Excerpted text START

Snorp Thoughts

Yilong Ma: Architecting an AI Impersonator

January 21, 2023

Have you ever wondered what it would be like if Elon Musk tweeted in broken Chinese with poor grammar and a hashtag that makes no sense? No? Well that’s how ChatGPT wants me to start this post.

Yilong Ma is a Chinese man who grew to fame for his imitation of Elon Musk on TikTok. He first entered my life a few months ago with this repost and it was love at first sight. When I was exposed to GPT-3 through the explosive launch of ChatGPT, an inevitable sequence of events was set in motion. Through my conversations with ChatGPT (“Chat” for short), I learned how to build an AI-powered Twitter bot, ultimately unleashing my imitation of an imitation upon the world in a matter of hours.

Beginnings

I asked Chat a few introductory questions just to get a feel for how this might work. I quickly discovered that Twitter and OpenAI provide public APIs that could address the core functionality of my idea, so I made accounts with both to get my keys.

Chat and I went back and forth for a little while as we refined the starter code for my bot. This definitely provided a solid foundation, however it was insufficient to create a functional bot due to the limited mental capability of Chat. I took my quest to YouTube, where the first relevant video I found was an excellent demonstration by Fireship, a channel very familiar to me. This gave me all the information I needed to produce a functional Twitter bot, but I had a very unique idea in mind.

My goal with Yilong Ma was to build a bot that would mimic Elon’s own tweets in real time, but in a voice that sounded like our friend Yilong from TikTok. Taking the sum of what Chat got right and what remained accurate from Fireship’s video, I implemented my own logic to bring Yilong to life.

Incidentally, there is a verified twitter account for the real Yilong Ma. I don’t take it too seriously since anybody can buy verification and I am 99% sure he is not Elon Musk.

How it Works

I started with a Firebase Cloud Functions project in accordance with the Fireship video. In retrospect this may not have been the best approach to my goal, but it was the fastest way to get started and I didn’t want to spend more than a day on this diversion.

Excepting the starter code, the core logic is as follows:

  1. Get Elon’s most recent tweet from the Twitter API
//‘44196397’ is the ID for Elon Musk’s account
const { data } = await refreshedClient.v2.userTimeline('44196397', { exclude: ['replies', 'retweets'] });
const elonTweet = data.data[0].text;
const elonTweetId = data.data[0].id;

const result = tweetRaw.data.choices[0].text.trim();
const yilongMaText = result.substring(1, result.length - 1);

const dbData = (await dbRef.get()).data();
if (dbData['prevTweet'] !== elonTweetId) {
    // Yilong has already given his take on this
}

In order to get Elon’s latest tweet, we must first check his timeline. Here we get Elon’s current timeline excluding replies and retweets. We then store the raw text and unique identifier of the first tweet in the API response. Finally, we compare the tweet ID against a previous tweet ID stored in our database. If the IDs match, then the bot must have already tweeted about this. In that case, no further action is necessary. If they do not match, we update the database value and hand off Elon’s tweet to the OpenAI API.

Excerpted text END

Work to be completed >>
Please answer these questions from the Yilong Ma blog post, one line each:
(a) Which two services offered the public APIs the author made accounts with?
(b) What YouTube channel made the first relevant video the author found?
(c) Which two kinds of posts are excluded when the bot reads Elon's timeline?
The records are separate material, unrelated to the Yilong Ma blog post.

Record set START

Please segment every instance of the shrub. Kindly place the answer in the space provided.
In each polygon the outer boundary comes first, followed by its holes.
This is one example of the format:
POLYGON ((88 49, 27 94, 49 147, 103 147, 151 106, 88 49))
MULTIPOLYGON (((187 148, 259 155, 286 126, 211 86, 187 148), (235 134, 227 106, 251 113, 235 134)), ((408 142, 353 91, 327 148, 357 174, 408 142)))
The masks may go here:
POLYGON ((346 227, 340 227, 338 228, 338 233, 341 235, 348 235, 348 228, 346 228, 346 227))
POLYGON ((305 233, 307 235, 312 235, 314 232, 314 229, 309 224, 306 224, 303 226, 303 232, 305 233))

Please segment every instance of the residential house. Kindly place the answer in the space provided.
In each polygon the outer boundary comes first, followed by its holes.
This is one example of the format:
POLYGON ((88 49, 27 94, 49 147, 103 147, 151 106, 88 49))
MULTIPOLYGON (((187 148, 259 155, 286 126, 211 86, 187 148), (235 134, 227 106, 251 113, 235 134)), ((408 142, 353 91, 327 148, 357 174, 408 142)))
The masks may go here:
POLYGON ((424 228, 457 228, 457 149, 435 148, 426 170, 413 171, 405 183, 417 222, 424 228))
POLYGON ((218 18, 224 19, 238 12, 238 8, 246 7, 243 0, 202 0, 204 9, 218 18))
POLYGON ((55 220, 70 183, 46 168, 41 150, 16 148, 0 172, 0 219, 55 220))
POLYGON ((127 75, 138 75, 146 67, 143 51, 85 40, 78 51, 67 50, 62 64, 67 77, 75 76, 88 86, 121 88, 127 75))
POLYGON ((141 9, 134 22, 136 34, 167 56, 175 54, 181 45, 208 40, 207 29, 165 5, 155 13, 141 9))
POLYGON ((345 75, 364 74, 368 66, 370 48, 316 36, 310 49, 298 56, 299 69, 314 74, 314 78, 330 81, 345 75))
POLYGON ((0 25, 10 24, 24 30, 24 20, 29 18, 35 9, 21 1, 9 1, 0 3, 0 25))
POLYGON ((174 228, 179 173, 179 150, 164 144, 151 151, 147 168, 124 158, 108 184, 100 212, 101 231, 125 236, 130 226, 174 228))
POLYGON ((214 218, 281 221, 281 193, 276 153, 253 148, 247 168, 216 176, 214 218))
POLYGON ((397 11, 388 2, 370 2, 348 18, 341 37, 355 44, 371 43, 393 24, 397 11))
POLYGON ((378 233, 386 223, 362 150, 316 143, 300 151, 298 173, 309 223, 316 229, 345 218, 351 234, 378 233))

Record set END
Record set START

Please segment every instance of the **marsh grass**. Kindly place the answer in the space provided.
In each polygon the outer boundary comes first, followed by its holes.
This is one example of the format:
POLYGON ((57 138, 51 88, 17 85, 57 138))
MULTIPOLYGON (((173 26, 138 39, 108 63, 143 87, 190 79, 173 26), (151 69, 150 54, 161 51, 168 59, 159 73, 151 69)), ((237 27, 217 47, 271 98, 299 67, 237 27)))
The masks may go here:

Record set END

Completed task >>
(a) Twitter and OpenAI
(b) Fireship
(c) Replies and retweets